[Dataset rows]
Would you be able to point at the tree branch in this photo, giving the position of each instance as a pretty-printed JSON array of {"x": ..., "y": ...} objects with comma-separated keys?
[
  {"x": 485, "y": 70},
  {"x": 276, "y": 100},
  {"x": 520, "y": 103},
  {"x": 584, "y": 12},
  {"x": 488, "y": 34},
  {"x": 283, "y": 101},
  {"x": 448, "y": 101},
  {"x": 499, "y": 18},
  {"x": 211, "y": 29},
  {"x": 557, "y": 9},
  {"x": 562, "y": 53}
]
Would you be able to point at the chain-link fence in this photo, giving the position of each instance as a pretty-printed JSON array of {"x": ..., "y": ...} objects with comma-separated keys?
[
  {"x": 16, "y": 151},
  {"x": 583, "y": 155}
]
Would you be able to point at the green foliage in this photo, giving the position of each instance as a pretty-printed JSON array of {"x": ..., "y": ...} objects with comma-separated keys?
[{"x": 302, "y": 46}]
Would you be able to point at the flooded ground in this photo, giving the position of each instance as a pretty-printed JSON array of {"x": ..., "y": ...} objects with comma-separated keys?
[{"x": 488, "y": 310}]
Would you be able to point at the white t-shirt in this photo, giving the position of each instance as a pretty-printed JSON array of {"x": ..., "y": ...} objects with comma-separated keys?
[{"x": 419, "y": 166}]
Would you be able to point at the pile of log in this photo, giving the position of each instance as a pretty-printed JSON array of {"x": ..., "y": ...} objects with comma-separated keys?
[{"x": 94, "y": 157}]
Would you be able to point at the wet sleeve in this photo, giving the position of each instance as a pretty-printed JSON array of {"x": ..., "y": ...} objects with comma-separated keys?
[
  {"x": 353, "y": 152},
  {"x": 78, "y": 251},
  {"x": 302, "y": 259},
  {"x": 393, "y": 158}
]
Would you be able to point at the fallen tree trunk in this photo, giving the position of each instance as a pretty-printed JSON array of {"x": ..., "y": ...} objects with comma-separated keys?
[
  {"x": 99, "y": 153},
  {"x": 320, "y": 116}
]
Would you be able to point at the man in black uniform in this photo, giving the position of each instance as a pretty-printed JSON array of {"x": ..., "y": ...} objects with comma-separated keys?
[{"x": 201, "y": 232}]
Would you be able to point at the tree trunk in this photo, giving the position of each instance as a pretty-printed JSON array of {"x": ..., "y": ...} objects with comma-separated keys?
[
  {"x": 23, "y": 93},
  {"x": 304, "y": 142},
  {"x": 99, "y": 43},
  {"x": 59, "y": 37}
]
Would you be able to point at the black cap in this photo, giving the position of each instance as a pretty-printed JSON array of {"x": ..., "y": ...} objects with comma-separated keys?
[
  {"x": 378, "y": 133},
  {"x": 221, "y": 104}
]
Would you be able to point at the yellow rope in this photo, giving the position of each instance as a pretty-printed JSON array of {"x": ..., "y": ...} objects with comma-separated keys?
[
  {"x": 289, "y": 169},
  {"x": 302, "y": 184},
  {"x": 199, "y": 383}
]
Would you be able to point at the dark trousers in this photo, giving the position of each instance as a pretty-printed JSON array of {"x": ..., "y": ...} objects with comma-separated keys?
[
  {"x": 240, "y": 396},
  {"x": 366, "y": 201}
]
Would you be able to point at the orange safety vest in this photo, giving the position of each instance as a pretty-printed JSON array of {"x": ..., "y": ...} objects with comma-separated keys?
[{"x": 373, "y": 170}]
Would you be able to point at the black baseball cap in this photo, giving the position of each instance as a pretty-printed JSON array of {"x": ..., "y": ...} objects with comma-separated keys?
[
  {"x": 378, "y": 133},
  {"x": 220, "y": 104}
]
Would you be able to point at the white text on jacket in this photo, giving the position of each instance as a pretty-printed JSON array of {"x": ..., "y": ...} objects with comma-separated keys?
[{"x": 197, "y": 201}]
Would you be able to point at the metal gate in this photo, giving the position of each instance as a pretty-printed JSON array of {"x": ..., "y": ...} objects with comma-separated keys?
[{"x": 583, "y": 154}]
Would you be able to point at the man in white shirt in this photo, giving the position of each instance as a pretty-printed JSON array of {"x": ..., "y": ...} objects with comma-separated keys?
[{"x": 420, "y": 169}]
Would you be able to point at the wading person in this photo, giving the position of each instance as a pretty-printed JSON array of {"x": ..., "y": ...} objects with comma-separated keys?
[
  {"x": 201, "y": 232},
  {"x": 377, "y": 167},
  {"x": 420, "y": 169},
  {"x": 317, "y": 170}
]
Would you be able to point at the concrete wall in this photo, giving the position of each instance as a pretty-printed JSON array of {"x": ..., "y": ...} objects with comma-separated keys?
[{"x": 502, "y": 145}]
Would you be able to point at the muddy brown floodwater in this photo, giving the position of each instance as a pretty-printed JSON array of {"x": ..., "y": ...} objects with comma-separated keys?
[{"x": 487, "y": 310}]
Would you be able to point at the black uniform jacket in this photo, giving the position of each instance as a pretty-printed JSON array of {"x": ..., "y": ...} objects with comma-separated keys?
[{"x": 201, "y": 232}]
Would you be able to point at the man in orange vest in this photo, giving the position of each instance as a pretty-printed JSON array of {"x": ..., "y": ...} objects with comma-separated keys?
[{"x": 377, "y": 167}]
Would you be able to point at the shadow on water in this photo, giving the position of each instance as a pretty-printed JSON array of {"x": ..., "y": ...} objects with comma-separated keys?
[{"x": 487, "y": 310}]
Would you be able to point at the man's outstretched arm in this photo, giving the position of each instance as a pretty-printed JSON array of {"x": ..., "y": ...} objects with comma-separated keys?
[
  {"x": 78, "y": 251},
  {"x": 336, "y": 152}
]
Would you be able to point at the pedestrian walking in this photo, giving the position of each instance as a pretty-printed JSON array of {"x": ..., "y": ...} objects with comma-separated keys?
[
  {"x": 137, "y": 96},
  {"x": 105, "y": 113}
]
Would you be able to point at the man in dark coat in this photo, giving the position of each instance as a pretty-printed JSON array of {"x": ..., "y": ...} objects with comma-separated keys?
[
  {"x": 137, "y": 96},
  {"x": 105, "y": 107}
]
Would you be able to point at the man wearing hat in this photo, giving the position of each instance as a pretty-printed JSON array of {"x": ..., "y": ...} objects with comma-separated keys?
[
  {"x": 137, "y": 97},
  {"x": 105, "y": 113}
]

## Instructions to follow
Using the listing above, please repeat every entry exactly.

## Written reply
Would you be able to point at the tree branch in this photo, giving the position of each instance as a pretty-printed JSON array of {"x": ..., "y": ...} objects with comma-separated keys?
[
  {"x": 485, "y": 70},
  {"x": 276, "y": 100},
  {"x": 520, "y": 103},
  {"x": 584, "y": 12},
  {"x": 488, "y": 34},
  {"x": 283, "y": 101},
  {"x": 448, "y": 101},
  {"x": 499, "y": 18},
  {"x": 211, "y": 29},
  {"x": 557, "y": 9},
  {"x": 562, "y": 53}
]
Would you be able to point at the chain-link fence in this photo, giving the position of each instance as a pretty-printed JSON array of {"x": ..., "y": ...} objects with comma-separated keys?
[
  {"x": 16, "y": 151},
  {"x": 583, "y": 155}
]
Would you be able to point at the green foliage in this photo, giving the position of each instance as a pretty-printed JSON array of {"x": ..., "y": ...} objects with comma-separated keys?
[{"x": 302, "y": 46}]
Would you be able to point at the flooded ground in this photo, giving the position of each instance as a pretty-printed JSON array of {"x": ..., "y": ...} objects with comma-separated keys?
[{"x": 488, "y": 310}]
Would you be able to point at the white t-shirt in this photo, giving the position of each instance as a pretty-printed JSON array of {"x": ..., "y": ...} objects with comma-separated keys?
[{"x": 419, "y": 166}]
Would you be able to point at the pile of log in this photo, giving the position of each instance as a pretty-printed JSON array of {"x": ..., "y": ...} objects with comma-separated keys?
[{"x": 94, "y": 157}]
Would you be able to point at the wet sleeve in this photo, giving the position of each instance as a pretty-printed JSON array of {"x": ..., "y": ...} objects with comma-separated keys?
[
  {"x": 353, "y": 152},
  {"x": 78, "y": 251},
  {"x": 302, "y": 259},
  {"x": 393, "y": 158}
]
Would you be able to point at the fallen tree trunk in this photo, giving the position of each instance as a pretty-printed JSON array of {"x": ..., "y": ...} objects with comma-separated keys?
[
  {"x": 99, "y": 153},
  {"x": 320, "y": 116}
]
Would you be able to point at the man in black uniform in this photo, giving the position of each instance as a pretty-printed JSON array of {"x": ..., "y": ...} objects with comma-separated keys?
[{"x": 201, "y": 232}]
Would you be able to point at the tree trunk in this photo, giving the position of each instance as a pretty-printed JSON array of {"x": ..., "y": ...} objects with comma-separated keys?
[
  {"x": 23, "y": 93},
  {"x": 304, "y": 142},
  {"x": 99, "y": 43},
  {"x": 59, "y": 37}
]
Would you be able to point at the black cap in this photo, giving the position of each instance as a pretty-printed JSON array of {"x": ..., "y": ...} objects with comma-separated keys?
[
  {"x": 378, "y": 133},
  {"x": 221, "y": 104}
]
Would you be able to point at the yellow rope in this photo, giving the position of each instance as a pretty-printed JSON array of {"x": ..., "y": ...} objects with comma-separated keys?
[
  {"x": 289, "y": 169},
  {"x": 302, "y": 184},
  {"x": 199, "y": 383}
]
Would you be able to point at the dark trousers in this photo, giving the position of each instance as a pretty-printed JSON array of {"x": ..., "y": ...} objects with comma-separated keys?
[
  {"x": 240, "y": 396},
  {"x": 366, "y": 201}
]
Would you be able to point at the orange safety vest in this photo, giving the position of each instance as a pretty-printed JSON array of {"x": ..., "y": ...} objects with comma-separated keys?
[{"x": 373, "y": 170}]
Would you be able to point at the black baseball cap in this photo, giving the position of each instance as a pretty-printed JSON array of {"x": ..., "y": ...} objects with comma-separated keys?
[
  {"x": 378, "y": 133},
  {"x": 220, "y": 104}
]
Would you be able to point at the white text on jacket in this photo, giving the position of each instance as a pretty-printed JSON array of {"x": ..., "y": ...} objects with comma-separated keys?
[{"x": 197, "y": 201}]
Would you be able to point at the metal gate in this photo, giving the position of each instance as a pretty-printed JSON array of {"x": ..., "y": ...} objects with comma-separated keys?
[{"x": 583, "y": 154}]
Would you be able to point at the man in white shirt in this photo, giving the position of each instance as a pretty-printed JSON array of {"x": ..., "y": ...} objects with comma-separated keys?
[{"x": 420, "y": 169}]
Would you be able to point at the wading person in this photo, giving the position of each instance as a pretty-printed JSON array of {"x": ..., "y": ...} objects with comma-separated keys?
[
  {"x": 201, "y": 232},
  {"x": 377, "y": 167},
  {"x": 420, "y": 169},
  {"x": 317, "y": 170}
]
Would you be able to point at the concrete wall in this photo, giving the position of each instance as a pretty-printed JSON array of {"x": ..., "y": ...} objects with comma-separated keys?
[{"x": 502, "y": 145}]
Would you be able to point at the muddy brown floodwater in this photo, giving the position of each instance as a pretty-printed JSON array of {"x": ..., "y": ...} objects with comma-separated keys?
[{"x": 487, "y": 310}]
Would you be able to point at the black uniform jacket in this photo, giving the position of each instance as a pretty-printed JSON array of {"x": ..., "y": ...} objects with comma-separated keys?
[{"x": 201, "y": 232}]
Would you be able to point at the man in orange vest in this photo, giving the position of each instance as a pretty-printed JSON array of {"x": ..., "y": ...} objects with comma-separated keys?
[{"x": 377, "y": 167}]
Would you be able to point at the shadow on water in this photo, giving the position of each instance as a pretty-printed JSON array of {"x": ..., "y": ...} objects with comma-separated keys?
[{"x": 487, "y": 310}]
Would you be able to point at the man's outstretched arm in this photo, giving the position of each instance as a pretty-printed JSON array of {"x": ..., "y": ...} objects with comma-separated keys?
[
  {"x": 78, "y": 251},
  {"x": 336, "y": 152}
]
Would you be able to point at the pedestrian walking in this photo, giving the position of each instance as a pretty-printed JSON array of {"x": ..., "y": ...} objects with comma-separated keys?
[
  {"x": 137, "y": 96},
  {"x": 105, "y": 113}
]
Would you be able to point at the man in dark coat in this photo, giving the position of each instance as a pretty-printed JSON array of {"x": ..., "y": ...} objects with comma-separated keys?
[
  {"x": 137, "y": 96},
  {"x": 105, "y": 107}
]
Would you be able to point at the man wearing hat in this photo, giving the position of each instance as a pretty-printed JSON array of {"x": ..., "y": ...} objects with comma-separated keys?
[
  {"x": 137, "y": 97},
  {"x": 105, "y": 113}
]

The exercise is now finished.